### Extracted text

That's generally true on most modern general purpose machines,
but you can't count on it.
 
J

James Kanze

Btw, does the standard guarantee that sizeof(int) > sizeof(char)?
No.

(OTOH, would endianess have any meaning in a system where they have
the same size?)

Does it really have any meaning internally even when the sizes
are different?
Moreover, does the standard guarantee that you can reinterpret-cast an
int* to a char*, and then dereference it safely?

Yes, but the results are unspecified.
 
J

James Kanze

On 27 Aug, 14:39, (e-mail address removed) (Pascal J. Bourguignon)
wrote:
C (and by inheritance C++) guarentees that you can cast any
data pointer ("object" in C-speak) to a pointer to unsigned
char and be able to deref it. Hence you can always hex
dump the representation of an object. U chars *cannot*
have trap representations.

The C++ standard also makes this guarantee for char, I think.
On the other hand, it doesn't guarantee that two char's which
compare equal will have the same bit representation; only
unsigned char guarantees that.
Also Big-endian and Little-endian doesn't exhaust the
possibilities, there are strange DEC-endians as well.

Or earlier versions of Microsoft C on a PC, where 32 bit longs
had the order 2301 (where each digit is the power of 256
represented in the byte). Note too that there are (currently)
machines with 9 bit char's, machines where int's contain padding
bits, machines which don't use 2's complement, etc.

Pascal stated it more or less clearly. Internally, you don't
care about byte order---there may not even be any. Externally,
the protocol defined the *values* for each octet, given a
integral value; you use value operations on the int to get them.
 
J

Juha Nieminen

James said:
Does it really have any meaning internally even when the sizes
are different?

If you write some values to a file eg. with fwrite(), it can make a
difference.
 
J

James Kanze

If you write some values to a file eg. with fwrite(), it can
make a difference.

I'm afraid I don't understand. fwrite() really doesn't do
anything that ostream::write() doesn't; it just has an interface
which pretends to. If you have to reread the file at some
future date, possibly with a different program, or a new version
of the same program, then you have to write (and read) a
specified format. Neither fwrite() nor ostream::write() do
this; neither really make much sense unless the argument is a
preformatted buffer (except for the case where you are using the
file as extended memory within the program---frequent back in
the days of 8 or 16 bit processors, and a total memory of only
64 KB, but I can't imagine the need today, with 64 bits virtual
address space).

######

▸ **Written instruction 1**: In the byte-order discussion, what byte order did 32-bit longs have in earlier versions of Microsoft C on a PC?

### The data

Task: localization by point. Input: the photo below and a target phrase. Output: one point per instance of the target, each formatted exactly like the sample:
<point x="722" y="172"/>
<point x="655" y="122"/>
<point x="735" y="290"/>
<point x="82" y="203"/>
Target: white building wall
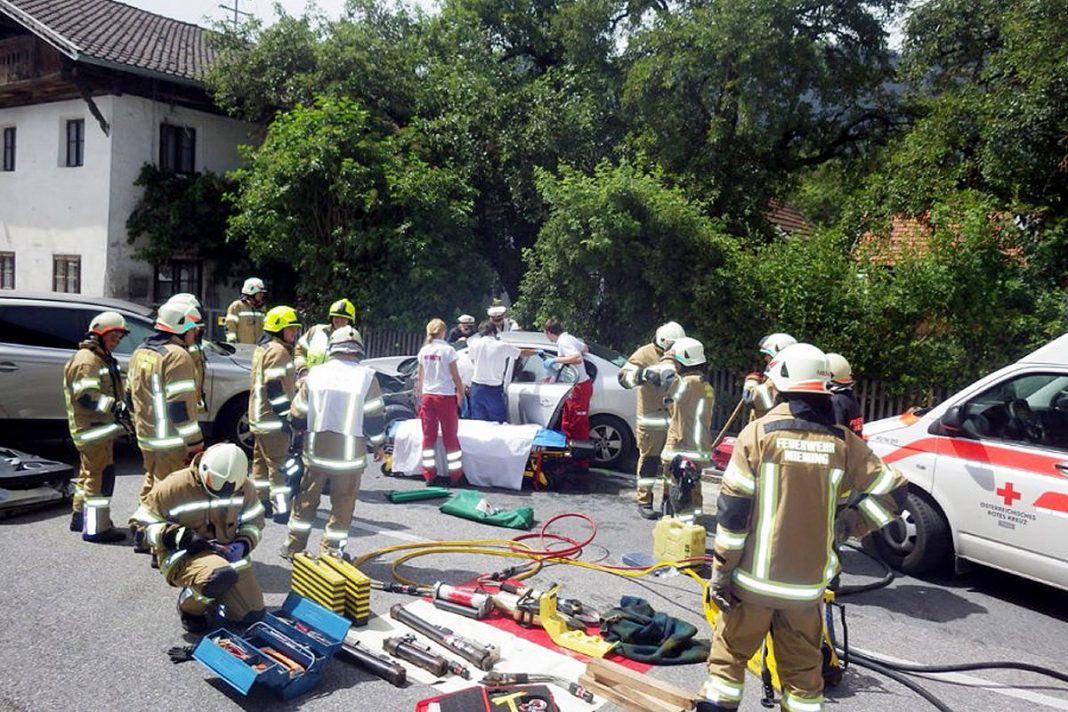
<point x="47" y="208"/>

######

▸ **Written instruction 2**: Convert the rows that follow the byte-order discussion into a Markdown table with the columns Row and Line, with one numbered line per table row and blank lines skipped. Leave the pictures out.

▸ **Exercise output 1**: 2301

▸ **Exercise output 2**:
| Row | Line |
|---|---|
| 1 | Task: localization by point. Input: the photo below and a target phrase. Output: one point per instance of the target, each formatted exactly like the sample: |
| 2 | <point x="722" y="172"/> |
| 3 | <point x="655" y="122"/> |
| 4 | <point x="735" y="290"/> |
| 5 | <point x="82" y="203"/> |
| 6 | Target: white building wall |
| 7 | <point x="47" y="208"/> |